_Set problem_
Pull out every line below that contains the word "pale", and copy each one unchanged.

—————

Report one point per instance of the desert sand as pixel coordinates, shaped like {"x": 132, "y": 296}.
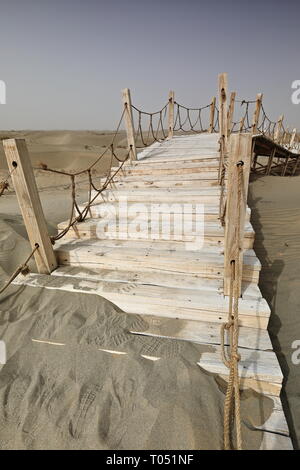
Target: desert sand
{"x": 70, "y": 391}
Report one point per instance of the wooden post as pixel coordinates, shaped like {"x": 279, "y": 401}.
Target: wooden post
{"x": 212, "y": 115}
{"x": 256, "y": 113}
{"x": 230, "y": 112}
{"x": 278, "y": 128}
{"x": 270, "y": 161}
{"x": 23, "y": 179}
{"x": 242, "y": 122}
{"x": 293, "y": 136}
{"x": 129, "y": 124}
{"x": 223, "y": 107}
{"x": 222, "y": 93}
{"x": 171, "y": 114}
{"x": 240, "y": 148}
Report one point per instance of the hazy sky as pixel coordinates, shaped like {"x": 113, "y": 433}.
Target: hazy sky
{"x": 65, "y": 61}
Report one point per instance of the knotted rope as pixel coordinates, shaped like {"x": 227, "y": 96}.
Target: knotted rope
{"x": 232, "y": 412}
{"x": 22, "y": 268}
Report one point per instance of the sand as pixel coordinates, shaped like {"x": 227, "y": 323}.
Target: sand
{"x": 74, "y": 395}
{"x": 275, "y": 203}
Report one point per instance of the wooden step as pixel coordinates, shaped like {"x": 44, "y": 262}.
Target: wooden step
{"x": 156, "y": 257}
{"x": 151, "y": 182}
{"x": 249, "y": 290}
{"x": 124, "y": 184}
{"x": 176, "y": 159}
{"x": 259, "y": 365}
{"x": 176, "y": 195}
{"x": 168, "y": 168}
{"x": 150, "y": 229}
{"x": 211, "y": 212}
{"x": 162, "y": 301}
{"x": 202, "y": 332}
{"x": 205, "y": 176}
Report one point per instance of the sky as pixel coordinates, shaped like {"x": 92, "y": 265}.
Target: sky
{"x": 65, "y": 62}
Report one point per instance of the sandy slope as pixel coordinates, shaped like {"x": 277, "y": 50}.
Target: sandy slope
{"x": 275, "y": 204}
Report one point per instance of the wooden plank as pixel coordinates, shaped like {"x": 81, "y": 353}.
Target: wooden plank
{"x": 276, "y": 422}
{"x": 259, "y": 365}
{"x": 211, "y": 212}
{"x": 23, "y": 179}
{"x": 240, "y": 151}
{"x": 171, "y": 114}
{"x": 250, "y": 291}
{"x": 152, "y": 300}
{"x": 142, "y": 256}
{"x": 129, "y": 124}
{"x": 273, "y": 441}
{"x": 202, "y": 332}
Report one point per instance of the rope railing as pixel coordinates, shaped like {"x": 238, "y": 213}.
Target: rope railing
{"x": 79, "y": 215}
{"x": 155, "y": 129}
{"x": 21, "y": 269}
{"x": 243, "y": 121}
{"x": 266, "y": 126}
{"x": 194, "y": 120}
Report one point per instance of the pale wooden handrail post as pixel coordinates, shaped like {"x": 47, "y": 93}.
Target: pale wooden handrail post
{"x": 230, "y": 112}
{"x": 223, "y": 127}
{"x": 278, "y": 128}
{"x": 212, "y": 115}
{"x": 240, "y": 148}
{"x": 23, "y": 179}
{"x": 293, "y": 136}
{"x": 256, "y": 113}
{"x": 129, "y": 124}
{"x": 171, "y": 114}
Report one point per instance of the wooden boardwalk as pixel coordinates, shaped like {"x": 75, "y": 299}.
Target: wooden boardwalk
{"x": 157, "y": 272}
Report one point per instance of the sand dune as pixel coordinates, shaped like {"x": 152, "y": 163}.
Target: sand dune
{"x": 75, "y": 396}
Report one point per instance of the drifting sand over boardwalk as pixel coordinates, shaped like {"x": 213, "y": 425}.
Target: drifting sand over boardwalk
{"x": 73, "y": 394}
{"x": 275, "y": 203}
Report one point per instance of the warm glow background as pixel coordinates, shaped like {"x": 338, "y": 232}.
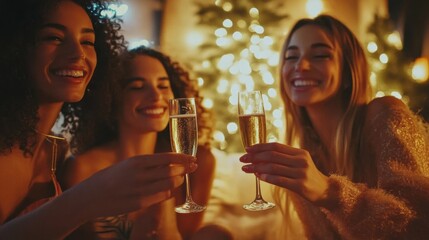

—————

_Response to the task_
Report one point per instance of the pale wooden handrail post as pixel coordinates, shaped like {"x": 47, "y": 93}.
Target: pale wooden handrail post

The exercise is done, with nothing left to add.